↓

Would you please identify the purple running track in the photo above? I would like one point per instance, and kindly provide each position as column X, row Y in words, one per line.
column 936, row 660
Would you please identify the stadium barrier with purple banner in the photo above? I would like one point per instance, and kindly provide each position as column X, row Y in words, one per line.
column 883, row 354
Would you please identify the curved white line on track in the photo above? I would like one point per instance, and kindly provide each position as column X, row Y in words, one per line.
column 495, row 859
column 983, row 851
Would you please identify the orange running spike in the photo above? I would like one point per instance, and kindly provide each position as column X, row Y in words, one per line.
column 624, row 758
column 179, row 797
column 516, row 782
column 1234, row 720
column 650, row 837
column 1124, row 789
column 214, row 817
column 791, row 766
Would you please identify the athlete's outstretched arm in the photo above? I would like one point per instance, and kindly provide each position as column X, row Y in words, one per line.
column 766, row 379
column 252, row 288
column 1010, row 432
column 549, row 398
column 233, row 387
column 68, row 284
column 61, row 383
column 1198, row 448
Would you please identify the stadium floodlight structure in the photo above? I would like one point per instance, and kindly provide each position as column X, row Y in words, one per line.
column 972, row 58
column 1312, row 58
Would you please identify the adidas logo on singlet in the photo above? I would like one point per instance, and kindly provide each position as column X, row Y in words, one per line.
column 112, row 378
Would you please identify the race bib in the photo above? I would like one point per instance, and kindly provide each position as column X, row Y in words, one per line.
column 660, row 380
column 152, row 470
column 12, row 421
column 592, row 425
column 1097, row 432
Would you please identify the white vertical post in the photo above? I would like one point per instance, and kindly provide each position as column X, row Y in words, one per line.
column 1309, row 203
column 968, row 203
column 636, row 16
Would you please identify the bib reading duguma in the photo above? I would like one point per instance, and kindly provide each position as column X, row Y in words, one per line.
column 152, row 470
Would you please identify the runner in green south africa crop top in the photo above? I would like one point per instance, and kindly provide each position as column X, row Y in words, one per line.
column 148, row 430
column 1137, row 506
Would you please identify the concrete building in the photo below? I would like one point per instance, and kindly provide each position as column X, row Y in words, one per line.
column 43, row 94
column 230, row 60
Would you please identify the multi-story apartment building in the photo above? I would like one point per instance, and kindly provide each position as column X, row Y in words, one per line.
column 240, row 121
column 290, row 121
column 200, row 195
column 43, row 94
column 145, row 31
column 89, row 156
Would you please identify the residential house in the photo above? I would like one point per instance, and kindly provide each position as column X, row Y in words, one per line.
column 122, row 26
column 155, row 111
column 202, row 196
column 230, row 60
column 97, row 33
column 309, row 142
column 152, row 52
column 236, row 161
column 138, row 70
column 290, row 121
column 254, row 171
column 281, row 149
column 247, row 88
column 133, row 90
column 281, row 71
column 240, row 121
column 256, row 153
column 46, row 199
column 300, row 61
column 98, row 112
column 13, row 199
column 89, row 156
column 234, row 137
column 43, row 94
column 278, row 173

↑

### What to do
Can you rewrite all the items above so that "kindly provide" becomes "please give" wherever it appears, with nothing else altered?

### Solution to the problem
Would you please identify the purple running track in the photo above? I would like one point per instance, and please give each position as column X, row Y in words, one per line.
column 936, row 660
Would you please identify the stadium barrier with purple banner in the photo above? I would like one point per instance, and please give each position as column X, row Y in words, one per line.
column 883, row 354
Would you please identify the curved white line on track in the photo above? I would like one point per instance, and please give each position as column X, row Y in words, one per line.
column 495, row 859
column 983, row 851
Would you please identify the orange running spike in the photo above? I would like one point per instance, and please give each position as column X, row Y in words, one per line.
column 624, row 758
column 179, row 797
column 516, row 782
column 1234, row 720
column 650, row 837
column 1124, row 789
column 214, row 817
column 791, row 766
Would you please identify the athlete's outstretched arm in the photo above? I would like one point per instance, and please give each position as column X, row Y in words, one per line.
column 766, row 379
column 252, row 288
column 1010, row 432
column 549, row 398
column 233, row 387
column 68, row 284
column 61, row 383
column 1198, row 448
Would you please identify the stadium floodlight structure in the photo above? I would like one point per instance, and please give each position as column X, row Y in words, one per line.
column 972, row 58
column 1312, row 58
Would you please identify the adidas logo on singlet in the photo above? I would like one point per instance, and please give each position as column X, row Y in words, one per line.
column 112, row 378
Would you please identify the race bib in the photo above? I would like one point per instance, and please give each position as column X, row Y in words, one per line.
column 660, row 380
column 152, row 470
column 12, row 421
column 592, row 425
column 1097, row 432
Would you please identify the white vertical post in the photo above? I would like one point per instance, and please give each position as column X, row Y in words, one per line.
column 1309, row 203
column 968, row 203
column 636, row 16
Would you please identify the bib reading duguma in the photo above? I would like one point per instance, and please give each position as column X, row Y in words, one per line.
column 152, row 470
Would you please identify the runner in green south africa crop top in the photo above? I would like one point per instance, and please give each position as column X, row Y in words, one per line.
column 148, row 430
column 1137, row 506
Would you please identify the concrete building in the photo below? I would like one point per instance, and please give each position as column X, row Y in words, one per line.
column 43, row 94
column 230, row 60
Would you please identify the multi-story apartment building in the photo above? I would like one point per instance, and please give each position as column X, row Y in words, one per line.
column 240, row 121
column 290, row 121
column 200, row 195
column 43, row 94
column 145, row 31
column 89, row 156
Would you please identify the residential house in the photo above? I would like one point per instance, and please give each position as column X, row Y in words, one per line.
column 122, row 26
column 155, row 111
column 202, row 196
column 230, row 60
column 97, row 33
column 309, row 142
column 152, row 52
column 236, row 161
column 138, row 70
column 290, row 121
column 254, row 171
column 281, row 149
column 247, row 88
column 133, row 90
column 281, row 71
column 240, row 121
column 256, row 153
column 46, row 199
column 300, row 61
column 98, row 112
column 13, row 199
column 89, row 156
column 234, row 137
column 43, row 94
column 278, row 173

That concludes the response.